→ **PAGE**
•••

Let me help you, please

BrendaBy Brenda Cannon Henley
The title of this column made up of only five little words can change the day for someone or more than one someone. I have found myself so weary and exhausted, and perhaps a bit on the depressed side, from time to time, that an offer of help even from a stranger would have been a refreshing change. It might have been while working in my two acre yard, cutting grass, weed eating (I hate that machine because it is taller than me), buying gas for the mower, and trying to make it run when it hates me so often, that a quick visit by a neighbor teen, has saved the day, my yard, and my sanity. Or, it might have had to do with decisions about things for which I had little training. It may have seemed insignificant to some, but at the time, the offer of help was the rope of hope I needed.

I thank God, too, for those people, young and old, who are willing to slow down from their busy worlds and offer to help. I now have a wonderful young teen girl that has taken it as her responsibility to keep my grass cut, weeds trimmed, things picked up, and taken away neatly. I, in turn, pay her a small amount for her to use on her own needs, school clothes, going out to eat, whatever she desires. It is a win-win situation for both of us.

The thing I find sad about the same little five words is that when we see someone needing help so badly in one area or another, and we approach the situation as gently as we know how, they still refuse. My old pastor, Marshall Yancey of Loganville, GA, taught me a valuable truth. “You can only help someone, Brenda, when they need and want that help.” I have learned he is so right.

bch_2016-1004I have tried to reach out to people who are caught up in addictions and their lives are spiraling downward at a rapid pace. Children are going to be lost, homes broken, lives shattered, good jobs tossed down the drain with seldom a thought, and so many things of value simply gone. We can see it, but the person at the center cannot. One of the first things you learn in counseling is that the addict must want help or be willing to seek help.

The addictions do not have to be alcohol or drugs. There are many more that affect good people that we love. Often these other cravings and addictions go hand in hand with the alcohol and drugs and involve broken vows and broken promises and it is often the innocent that suffer most. “Let me help you, please,” simply falls on deaf ears until that person is ready. We can befriend them, listen to them, and attempt to help family members, but we must not become enablers or provide money that would hurt them more.

•••

→ **DATA SEGMENT**

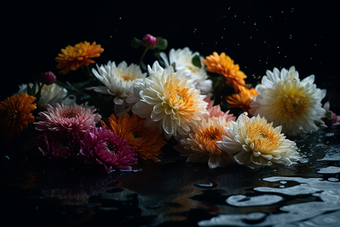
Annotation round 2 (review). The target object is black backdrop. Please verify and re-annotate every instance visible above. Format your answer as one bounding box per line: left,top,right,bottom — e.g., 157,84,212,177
1,1,340,112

•••

→ **PARTS OF THE EXERCISE**
• a. In the column "Let me help you, please":
(i) How big is the author's yard?
(ii) Who was the author's old pastor, and where was he from?
(iii) According to the column, what is one of the first things you learn in counseling?
• b. Which tasks does the column "Let me help you, please" say the author did while working in the two acre yard?
• c. Carry on the column "Let me help you, please" from its last sentence.

→ **ANSWERS TO THE EXERCISES**
• a.
(i) Two acres.
(ii) Marshall Yancey, of Loganville, GA.
(iii) That the addict must want help or be willing to seek help.

• b.
- Cutting grass
- Weed eating
- Buying gas for the mower
- Trying to make the mower run

• c.
There are much smaller areas of our lives that we need help in from time to time, and perhaps those are more accessible and approachable. I found myself at least daily wanting to say to folks on social media, “Don’t put your dirty laundry out there for all to see. Handle those matters at home or with the person involved.” I would never want the world to know that my husband or fiancée that I bragged about last week is cheating on me this week. I would never want to name names and leave that baggage for my children (or theirs) to face at school and in the neighborhood. Pray about it, work on it, confide in a pastor, counselor, or close friend, but not social media. Let me help you, please, with this if you are guilty.

If we are going to strike a domineering attitude or pose about a matter, we best be certain our facts are correct, and for goodness sake, try to spell the words correctly. My kids call me “the Grammar Nazi,” but it does aggravate me that a big, bustling kid can’t spell for the life of him and cannot read at a third grade level. And, it is even worse when it is an adult that either doesn’t know better or doesn’t care to learn better. I have a list of words I’ve sent to all three of my kids to fact check their spelling words. Let me help you, please. Here are two more to add to your lists: Residence – “A house people live in…” Resident – “A person that lives in that home…”

Let’s be willing to help when and where we can.
[10-4-2016]

Brenda Cannon Henley can be reached at (409) 781-8788, or
[email protected].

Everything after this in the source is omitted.